WHAT THIS TASK INVOLVES: Pick out each line of the material below that contains the string "pine" and copy those lines in full.

# # # #

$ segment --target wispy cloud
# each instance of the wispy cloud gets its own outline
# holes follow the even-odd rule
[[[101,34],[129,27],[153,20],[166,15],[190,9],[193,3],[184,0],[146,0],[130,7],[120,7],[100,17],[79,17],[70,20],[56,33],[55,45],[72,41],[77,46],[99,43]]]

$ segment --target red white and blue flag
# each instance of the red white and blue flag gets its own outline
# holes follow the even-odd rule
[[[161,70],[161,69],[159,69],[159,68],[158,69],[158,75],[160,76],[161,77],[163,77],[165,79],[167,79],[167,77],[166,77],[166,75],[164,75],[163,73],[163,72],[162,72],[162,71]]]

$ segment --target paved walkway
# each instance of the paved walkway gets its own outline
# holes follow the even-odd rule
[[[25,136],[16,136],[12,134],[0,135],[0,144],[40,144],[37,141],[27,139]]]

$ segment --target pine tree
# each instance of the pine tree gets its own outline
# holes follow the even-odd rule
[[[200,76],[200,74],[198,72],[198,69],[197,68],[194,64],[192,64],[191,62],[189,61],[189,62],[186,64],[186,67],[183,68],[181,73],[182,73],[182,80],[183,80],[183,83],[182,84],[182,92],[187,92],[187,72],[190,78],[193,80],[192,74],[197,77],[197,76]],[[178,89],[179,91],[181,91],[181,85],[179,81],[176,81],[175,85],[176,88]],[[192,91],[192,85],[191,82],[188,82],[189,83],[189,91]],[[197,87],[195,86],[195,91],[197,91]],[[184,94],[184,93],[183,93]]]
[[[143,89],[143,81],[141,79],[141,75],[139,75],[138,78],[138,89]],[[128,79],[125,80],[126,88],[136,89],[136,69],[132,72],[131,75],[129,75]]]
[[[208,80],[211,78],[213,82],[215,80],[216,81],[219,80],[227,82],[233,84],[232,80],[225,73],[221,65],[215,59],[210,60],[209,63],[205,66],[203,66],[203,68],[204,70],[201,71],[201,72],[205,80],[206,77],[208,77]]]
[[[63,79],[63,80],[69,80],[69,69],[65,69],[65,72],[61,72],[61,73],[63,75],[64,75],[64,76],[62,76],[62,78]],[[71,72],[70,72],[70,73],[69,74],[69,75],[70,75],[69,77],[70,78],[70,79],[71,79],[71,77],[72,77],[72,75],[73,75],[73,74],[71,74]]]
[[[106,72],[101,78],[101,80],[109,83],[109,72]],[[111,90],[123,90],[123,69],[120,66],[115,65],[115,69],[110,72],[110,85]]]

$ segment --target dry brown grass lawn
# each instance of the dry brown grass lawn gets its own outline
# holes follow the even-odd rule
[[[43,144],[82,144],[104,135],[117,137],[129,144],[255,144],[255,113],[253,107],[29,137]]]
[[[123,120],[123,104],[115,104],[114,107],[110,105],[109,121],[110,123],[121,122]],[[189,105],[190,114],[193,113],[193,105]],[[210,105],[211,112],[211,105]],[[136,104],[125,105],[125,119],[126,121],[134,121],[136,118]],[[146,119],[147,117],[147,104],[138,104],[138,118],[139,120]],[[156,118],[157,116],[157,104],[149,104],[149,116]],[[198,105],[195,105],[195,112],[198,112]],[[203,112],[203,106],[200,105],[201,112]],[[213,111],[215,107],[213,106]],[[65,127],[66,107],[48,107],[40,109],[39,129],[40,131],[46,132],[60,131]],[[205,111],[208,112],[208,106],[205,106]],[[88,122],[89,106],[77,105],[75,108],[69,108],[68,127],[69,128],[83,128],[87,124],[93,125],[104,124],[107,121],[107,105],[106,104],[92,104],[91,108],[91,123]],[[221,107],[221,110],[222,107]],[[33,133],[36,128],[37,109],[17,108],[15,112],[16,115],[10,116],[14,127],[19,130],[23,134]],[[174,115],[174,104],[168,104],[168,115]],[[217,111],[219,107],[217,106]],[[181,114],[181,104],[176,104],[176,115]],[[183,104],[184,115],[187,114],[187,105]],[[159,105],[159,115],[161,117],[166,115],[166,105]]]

# # # #

COMPLETED EXERCISE:
$ segment --target pine tree
# each instance of the pine tree gets its own outline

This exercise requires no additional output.